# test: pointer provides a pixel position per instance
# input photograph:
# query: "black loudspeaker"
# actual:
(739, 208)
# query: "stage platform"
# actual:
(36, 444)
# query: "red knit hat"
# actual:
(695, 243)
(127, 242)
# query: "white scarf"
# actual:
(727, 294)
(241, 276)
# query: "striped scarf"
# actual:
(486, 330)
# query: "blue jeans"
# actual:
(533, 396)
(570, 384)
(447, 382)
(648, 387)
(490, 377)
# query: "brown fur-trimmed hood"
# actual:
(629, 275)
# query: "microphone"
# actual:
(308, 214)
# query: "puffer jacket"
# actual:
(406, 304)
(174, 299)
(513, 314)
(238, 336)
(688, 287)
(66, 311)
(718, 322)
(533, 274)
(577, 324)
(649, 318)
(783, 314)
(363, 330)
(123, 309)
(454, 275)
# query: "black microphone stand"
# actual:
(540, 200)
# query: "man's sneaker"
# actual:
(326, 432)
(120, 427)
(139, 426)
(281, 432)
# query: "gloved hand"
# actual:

◆ ◆ ◆ ◆ ◆

- [Task directions]
Please copy the records above line for line, with no changes.

- [Answer below]
# test: pointer provides a pixel position per instance
# input photograph:
# query: "black loudspeaker"
# actual:
(739, 208)
# query: "stage platform"
# actual:
(36, 444)
# query: "red knit hat"
# actual:
(695, 243)
(127, 242)
# query: "white scarf"
# actual:
(727, 294)
(241, 276)
# query: "striped scarf"
# actual:
(486, 330)
# query: "blue jeans"
# actual:
(533, 396)
(570, 384)
(447, 382)
(648, 387)
(490, 377)
# query: "brown fur-trimmed hood"
# actual:
(629, 275)
# query: "microphone"
# actual:
(308, 214)
# query: "puffer jacket"
# actual:
(406, 304)
(174, 299)
(513, 314)
(238, 336)
(688, 287)
(66, 311)
(718, 322)
(533, 274)
(577, 324)
(649, 318)
(783, 314)
(363, 330)
(123, 309)
(454, 275)
# query: "black microphone stand"
# actual:
(540, 200)
# query: "man's sneaker"
# actual:
(326, 432)
(120, 427)
(139, 426)
(281, 432)
# query: "gloved hand"
# actual:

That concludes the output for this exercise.